Excerpt to read Start Marker

HMP Featherstone
- Interactive map of HMP Featherstone
- Location: Featherstone, Staffordshire;
- Security class: Adult Male/Category C
- Population: 702 (December 2015)
- Managed by: HM Prison Services
- Governor: Rebecca Wyatt
- Website: Featherstone at justice.gov.uk

= HM Prison Featherstone =

Men's prison in Featherstone, England

HM Prison Featherstone is a Category C men's prison, located in the village of Featherstone (near Wolverhampton), in Staffordshire, England. The prison is operated by His Majesty's Prison Service.

==History==
Featherstone Prison was constructed on property previously owned by the Ministry of Defence.

In the early 1980 inmates of the prison were found to be making forgeries of the work of Bernard Leach.

Brinsford Prison was opened on the same site, adjacent to Featherstone in 1991.

In a 2001 study by the Prison Reform Trust, Featherstone Prison was revealed to have the highest number of drug-using prisoners in the UK. 34% of all inmates in the jail admitted to taking drugs. A year later it was revealed that inmates were brewing their own beer using Marmite, with fruit and vegetables also being used to make alcoholic drinks. However the governor of the day Mike Pasco stated that, while not condoning the practice, he found it preferable to the inmates smuggling hard drugs into the prison.

In 2004, a report by Her Majesty's Chief Inspector of Prisons stated that the drug problems at Featherstone had been "turned around", and that the prison "was largely calm and efficient with little bullying". However the report also warned that improvements had not been made without a cost, as the new emphasis on security "pervaded the life" of the prison, creating an "over-controlled" environment.

In 2006 another report by the Chief Inspector criticised Featherstone Prison for its overcrowding and poor environment, "with poorly-managed strip searches and too many prisoners being locked in cells during the day."

In 2007 a government study found that Featherstone Prison had the highest percentage of inmates in the UK testing positive for opiates such as heroin. During the study, prisoners were randomly tested throughout the UK over a three-month period, and 16.7% of the inmates tested at Featherstone had been taking opiates.

==The prison today==
An adult Category C Closed Training prison, Featherstone Prison has single and double cells. The prison offers education, workshops, Physical Education, Enhanced Thinking Skills programmes, Welfare to Work programmes, a Job Club, community projects and a Listeners Scheme to its prisoners, who are required to work as directed by the Labour Board.

There is a Visitors Centre outside the prison which has toilets, refreshments and children's play area.

==Notable former inmates==
- Lee Hughes, former West Bromwich Albion striker.

Excerpt to read End Marker
Given entries Start Marker

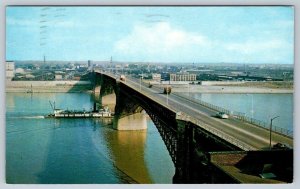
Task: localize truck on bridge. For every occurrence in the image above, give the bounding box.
[120,75,126,81]
[164,86,172,94]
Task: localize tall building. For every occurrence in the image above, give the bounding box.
[6,61,15,81]
[170,73,196,81]
[152,74,161,82]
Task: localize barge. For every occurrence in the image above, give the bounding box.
[45,104,114,118]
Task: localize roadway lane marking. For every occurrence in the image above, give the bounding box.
[164,94,269,144]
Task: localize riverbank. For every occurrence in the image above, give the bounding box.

Given entries End Marker

Try it: According to the article on HMP Featherstone, what did a 2001 Prison Reform Trust study reveal about the prison? The rows have nothing to do with this.

Result of the exercise: It had the highest number of drug-using prisoners in the UK, with 34% of inmates admitting to taking drugs.